Only those lines from the one with "Definition first: for each instance of the dress, imagine" through the last line of the material below should be output, each exactly as it appears.
#### Given data ####
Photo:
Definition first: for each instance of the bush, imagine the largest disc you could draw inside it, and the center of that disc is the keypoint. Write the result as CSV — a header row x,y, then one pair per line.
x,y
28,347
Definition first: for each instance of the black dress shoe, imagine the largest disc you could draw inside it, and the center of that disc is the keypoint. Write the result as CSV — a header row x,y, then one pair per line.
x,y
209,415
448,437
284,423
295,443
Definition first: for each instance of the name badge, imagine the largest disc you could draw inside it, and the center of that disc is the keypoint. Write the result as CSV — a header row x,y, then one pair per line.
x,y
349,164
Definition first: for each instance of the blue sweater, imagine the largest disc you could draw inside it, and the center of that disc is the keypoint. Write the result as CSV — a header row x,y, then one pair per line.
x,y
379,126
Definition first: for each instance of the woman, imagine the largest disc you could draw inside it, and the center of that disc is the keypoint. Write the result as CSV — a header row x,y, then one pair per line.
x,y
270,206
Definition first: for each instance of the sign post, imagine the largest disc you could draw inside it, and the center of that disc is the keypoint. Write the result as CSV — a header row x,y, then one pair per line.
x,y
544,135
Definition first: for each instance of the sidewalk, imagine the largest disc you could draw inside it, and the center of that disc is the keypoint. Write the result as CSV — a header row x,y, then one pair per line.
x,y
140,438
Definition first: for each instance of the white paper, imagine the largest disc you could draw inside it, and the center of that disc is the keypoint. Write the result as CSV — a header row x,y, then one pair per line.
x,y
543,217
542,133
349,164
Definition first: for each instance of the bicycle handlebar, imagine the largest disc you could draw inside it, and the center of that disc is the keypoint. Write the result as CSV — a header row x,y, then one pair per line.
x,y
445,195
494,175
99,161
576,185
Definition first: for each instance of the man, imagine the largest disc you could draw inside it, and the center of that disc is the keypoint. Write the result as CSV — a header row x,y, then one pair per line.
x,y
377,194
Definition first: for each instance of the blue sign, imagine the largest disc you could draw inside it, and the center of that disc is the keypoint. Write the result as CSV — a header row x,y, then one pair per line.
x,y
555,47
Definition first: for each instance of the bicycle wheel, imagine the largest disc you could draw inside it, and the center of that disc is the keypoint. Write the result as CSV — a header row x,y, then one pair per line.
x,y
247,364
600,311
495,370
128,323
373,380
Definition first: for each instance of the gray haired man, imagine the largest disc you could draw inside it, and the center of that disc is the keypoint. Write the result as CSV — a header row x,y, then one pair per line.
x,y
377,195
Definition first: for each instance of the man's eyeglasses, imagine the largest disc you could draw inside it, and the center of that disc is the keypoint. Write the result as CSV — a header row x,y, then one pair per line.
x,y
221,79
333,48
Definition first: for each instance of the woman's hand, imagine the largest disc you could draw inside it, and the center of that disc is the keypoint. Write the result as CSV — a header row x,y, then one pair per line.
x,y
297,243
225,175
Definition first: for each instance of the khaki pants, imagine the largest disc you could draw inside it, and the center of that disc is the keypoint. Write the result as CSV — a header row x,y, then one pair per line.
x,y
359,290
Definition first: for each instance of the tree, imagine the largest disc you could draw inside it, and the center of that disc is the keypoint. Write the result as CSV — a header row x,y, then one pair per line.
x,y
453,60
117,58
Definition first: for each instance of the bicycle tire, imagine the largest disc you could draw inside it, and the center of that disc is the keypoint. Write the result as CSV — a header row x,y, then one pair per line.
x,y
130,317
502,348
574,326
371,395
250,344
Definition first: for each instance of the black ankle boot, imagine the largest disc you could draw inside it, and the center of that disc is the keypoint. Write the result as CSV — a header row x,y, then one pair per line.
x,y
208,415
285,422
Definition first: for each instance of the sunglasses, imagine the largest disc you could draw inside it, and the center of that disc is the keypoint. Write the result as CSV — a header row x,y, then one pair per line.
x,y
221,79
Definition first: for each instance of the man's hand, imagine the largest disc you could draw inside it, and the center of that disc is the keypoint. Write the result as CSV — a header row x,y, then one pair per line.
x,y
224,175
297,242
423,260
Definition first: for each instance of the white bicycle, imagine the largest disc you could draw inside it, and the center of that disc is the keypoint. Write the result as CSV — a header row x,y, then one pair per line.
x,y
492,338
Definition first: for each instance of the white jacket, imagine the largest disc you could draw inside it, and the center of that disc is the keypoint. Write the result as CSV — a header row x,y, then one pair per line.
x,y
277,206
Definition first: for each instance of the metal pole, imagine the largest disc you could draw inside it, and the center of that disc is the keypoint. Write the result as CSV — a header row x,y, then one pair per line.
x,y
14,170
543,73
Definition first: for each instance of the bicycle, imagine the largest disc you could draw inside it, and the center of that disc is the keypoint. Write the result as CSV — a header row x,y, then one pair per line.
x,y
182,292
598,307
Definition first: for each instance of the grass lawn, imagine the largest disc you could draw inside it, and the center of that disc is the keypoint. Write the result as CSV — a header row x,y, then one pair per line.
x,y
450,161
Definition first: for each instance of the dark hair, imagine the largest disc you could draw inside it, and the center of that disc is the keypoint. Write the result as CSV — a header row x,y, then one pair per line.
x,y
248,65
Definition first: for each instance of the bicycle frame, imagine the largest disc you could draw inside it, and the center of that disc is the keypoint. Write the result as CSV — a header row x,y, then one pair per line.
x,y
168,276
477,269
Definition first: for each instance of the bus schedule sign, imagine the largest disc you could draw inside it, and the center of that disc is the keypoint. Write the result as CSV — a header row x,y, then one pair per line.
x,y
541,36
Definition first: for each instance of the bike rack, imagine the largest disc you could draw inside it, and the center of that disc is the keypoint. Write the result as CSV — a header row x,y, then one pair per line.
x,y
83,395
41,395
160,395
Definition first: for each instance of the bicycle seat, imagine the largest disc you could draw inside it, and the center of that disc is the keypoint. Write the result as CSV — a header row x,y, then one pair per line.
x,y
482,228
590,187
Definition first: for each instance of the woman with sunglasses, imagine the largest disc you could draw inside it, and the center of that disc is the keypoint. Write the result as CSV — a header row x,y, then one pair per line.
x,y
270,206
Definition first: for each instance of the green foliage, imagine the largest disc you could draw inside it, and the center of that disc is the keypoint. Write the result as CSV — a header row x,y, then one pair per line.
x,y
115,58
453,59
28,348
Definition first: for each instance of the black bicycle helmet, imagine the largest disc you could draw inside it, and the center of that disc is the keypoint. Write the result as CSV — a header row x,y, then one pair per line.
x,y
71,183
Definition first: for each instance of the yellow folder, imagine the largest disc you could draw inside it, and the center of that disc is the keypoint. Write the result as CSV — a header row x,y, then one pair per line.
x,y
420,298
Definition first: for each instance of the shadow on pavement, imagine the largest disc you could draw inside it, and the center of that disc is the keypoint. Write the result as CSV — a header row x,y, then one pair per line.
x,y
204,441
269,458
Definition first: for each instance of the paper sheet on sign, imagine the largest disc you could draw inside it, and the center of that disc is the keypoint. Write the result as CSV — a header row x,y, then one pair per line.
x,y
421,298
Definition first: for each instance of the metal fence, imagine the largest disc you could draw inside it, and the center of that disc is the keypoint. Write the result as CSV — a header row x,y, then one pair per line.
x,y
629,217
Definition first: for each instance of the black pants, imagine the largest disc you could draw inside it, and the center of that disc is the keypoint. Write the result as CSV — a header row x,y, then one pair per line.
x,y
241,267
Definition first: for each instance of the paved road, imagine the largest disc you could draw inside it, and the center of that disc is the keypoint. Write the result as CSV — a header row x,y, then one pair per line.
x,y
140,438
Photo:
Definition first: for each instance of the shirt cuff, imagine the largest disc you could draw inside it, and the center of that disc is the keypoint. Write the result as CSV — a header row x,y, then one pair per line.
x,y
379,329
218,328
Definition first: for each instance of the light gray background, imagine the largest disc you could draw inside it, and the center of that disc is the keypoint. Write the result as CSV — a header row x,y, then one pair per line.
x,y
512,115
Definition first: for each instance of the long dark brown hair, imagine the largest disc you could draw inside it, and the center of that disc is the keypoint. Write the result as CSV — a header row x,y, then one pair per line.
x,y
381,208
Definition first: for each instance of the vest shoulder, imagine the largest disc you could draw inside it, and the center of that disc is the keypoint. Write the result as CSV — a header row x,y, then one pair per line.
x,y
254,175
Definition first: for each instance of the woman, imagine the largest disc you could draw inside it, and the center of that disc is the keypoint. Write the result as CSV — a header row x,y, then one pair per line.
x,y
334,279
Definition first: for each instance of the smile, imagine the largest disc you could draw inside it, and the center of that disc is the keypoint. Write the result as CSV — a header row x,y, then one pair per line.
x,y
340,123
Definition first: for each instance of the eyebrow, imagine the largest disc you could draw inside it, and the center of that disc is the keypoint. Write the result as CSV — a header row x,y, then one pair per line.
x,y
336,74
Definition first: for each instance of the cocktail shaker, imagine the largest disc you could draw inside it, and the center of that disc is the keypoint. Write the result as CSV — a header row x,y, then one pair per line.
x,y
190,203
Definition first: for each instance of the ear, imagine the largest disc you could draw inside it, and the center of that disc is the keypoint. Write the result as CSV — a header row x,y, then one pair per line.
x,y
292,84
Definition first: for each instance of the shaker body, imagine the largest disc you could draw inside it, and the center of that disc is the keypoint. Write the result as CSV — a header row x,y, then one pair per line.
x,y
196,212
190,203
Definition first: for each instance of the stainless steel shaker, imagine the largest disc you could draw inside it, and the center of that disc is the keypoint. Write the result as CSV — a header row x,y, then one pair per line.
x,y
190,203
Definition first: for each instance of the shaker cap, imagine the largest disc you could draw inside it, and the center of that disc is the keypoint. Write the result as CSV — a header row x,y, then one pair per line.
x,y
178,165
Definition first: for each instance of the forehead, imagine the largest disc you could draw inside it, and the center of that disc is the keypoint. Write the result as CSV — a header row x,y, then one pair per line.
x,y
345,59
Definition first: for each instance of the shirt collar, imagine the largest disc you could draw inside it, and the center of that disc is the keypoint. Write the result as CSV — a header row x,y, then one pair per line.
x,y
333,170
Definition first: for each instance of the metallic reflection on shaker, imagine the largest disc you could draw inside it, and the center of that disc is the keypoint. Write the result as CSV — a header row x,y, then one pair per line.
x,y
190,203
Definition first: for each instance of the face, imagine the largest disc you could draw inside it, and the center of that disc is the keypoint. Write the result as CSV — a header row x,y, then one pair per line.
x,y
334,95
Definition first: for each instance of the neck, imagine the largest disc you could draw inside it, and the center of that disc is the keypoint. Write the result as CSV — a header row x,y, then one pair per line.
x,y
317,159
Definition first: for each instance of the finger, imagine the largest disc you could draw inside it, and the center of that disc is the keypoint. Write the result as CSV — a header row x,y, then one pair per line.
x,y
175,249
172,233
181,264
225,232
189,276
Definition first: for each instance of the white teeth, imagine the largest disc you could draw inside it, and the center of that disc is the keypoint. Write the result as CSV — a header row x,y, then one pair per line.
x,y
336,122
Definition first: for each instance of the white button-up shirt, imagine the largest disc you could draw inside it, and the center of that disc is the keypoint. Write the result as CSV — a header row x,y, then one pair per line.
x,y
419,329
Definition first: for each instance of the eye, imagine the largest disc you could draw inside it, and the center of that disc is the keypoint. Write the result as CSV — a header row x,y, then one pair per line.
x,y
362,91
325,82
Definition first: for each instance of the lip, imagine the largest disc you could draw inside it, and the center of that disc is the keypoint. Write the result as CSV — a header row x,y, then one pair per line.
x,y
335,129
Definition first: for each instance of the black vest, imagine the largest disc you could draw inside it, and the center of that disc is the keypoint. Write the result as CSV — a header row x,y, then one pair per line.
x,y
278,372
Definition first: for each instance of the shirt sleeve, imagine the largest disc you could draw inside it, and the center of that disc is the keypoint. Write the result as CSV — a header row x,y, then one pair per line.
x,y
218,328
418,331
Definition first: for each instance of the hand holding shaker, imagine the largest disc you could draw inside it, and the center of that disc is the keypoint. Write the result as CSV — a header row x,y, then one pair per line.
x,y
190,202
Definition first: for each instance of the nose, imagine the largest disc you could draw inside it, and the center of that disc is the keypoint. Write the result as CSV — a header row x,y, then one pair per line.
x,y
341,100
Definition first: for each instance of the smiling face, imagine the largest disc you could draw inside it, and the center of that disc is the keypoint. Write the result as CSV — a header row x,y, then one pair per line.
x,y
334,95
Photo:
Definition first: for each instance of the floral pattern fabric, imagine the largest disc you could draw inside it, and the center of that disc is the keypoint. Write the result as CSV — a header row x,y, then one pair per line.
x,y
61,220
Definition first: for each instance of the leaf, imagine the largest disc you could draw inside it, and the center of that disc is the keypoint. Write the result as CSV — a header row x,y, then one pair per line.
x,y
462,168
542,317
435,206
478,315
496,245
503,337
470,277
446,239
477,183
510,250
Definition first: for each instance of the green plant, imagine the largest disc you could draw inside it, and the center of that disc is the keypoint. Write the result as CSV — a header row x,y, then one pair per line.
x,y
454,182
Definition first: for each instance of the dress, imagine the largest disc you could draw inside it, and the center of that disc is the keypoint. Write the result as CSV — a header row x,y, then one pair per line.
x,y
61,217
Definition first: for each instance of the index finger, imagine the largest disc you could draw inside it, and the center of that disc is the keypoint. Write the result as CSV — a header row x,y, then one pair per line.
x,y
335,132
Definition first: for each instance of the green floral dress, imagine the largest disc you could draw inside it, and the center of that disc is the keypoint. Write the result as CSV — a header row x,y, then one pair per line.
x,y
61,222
####
**Answer area:**
Definition first: for each instance of the dress, imagine the largest disc you could draw inside it, and the center of that disc is the keypoint. Write the result as CSV — a header row x,y, then one pair per line.
x,y
61,217
Definition first: for each instance of the index finger, imagine the largest disc you could draw inside it, and the center of that disc is the keypoint. Write the result as CSV — a header row x,y, then one pair per line.
x,y
335,132
Definition first: for each instance of the green floral dress, imagine the largest disc you could draw inside it, and the center of that disc is the keypoint. Write the result as CSV — a header row x,y, then one pair per line.
x,y
61,222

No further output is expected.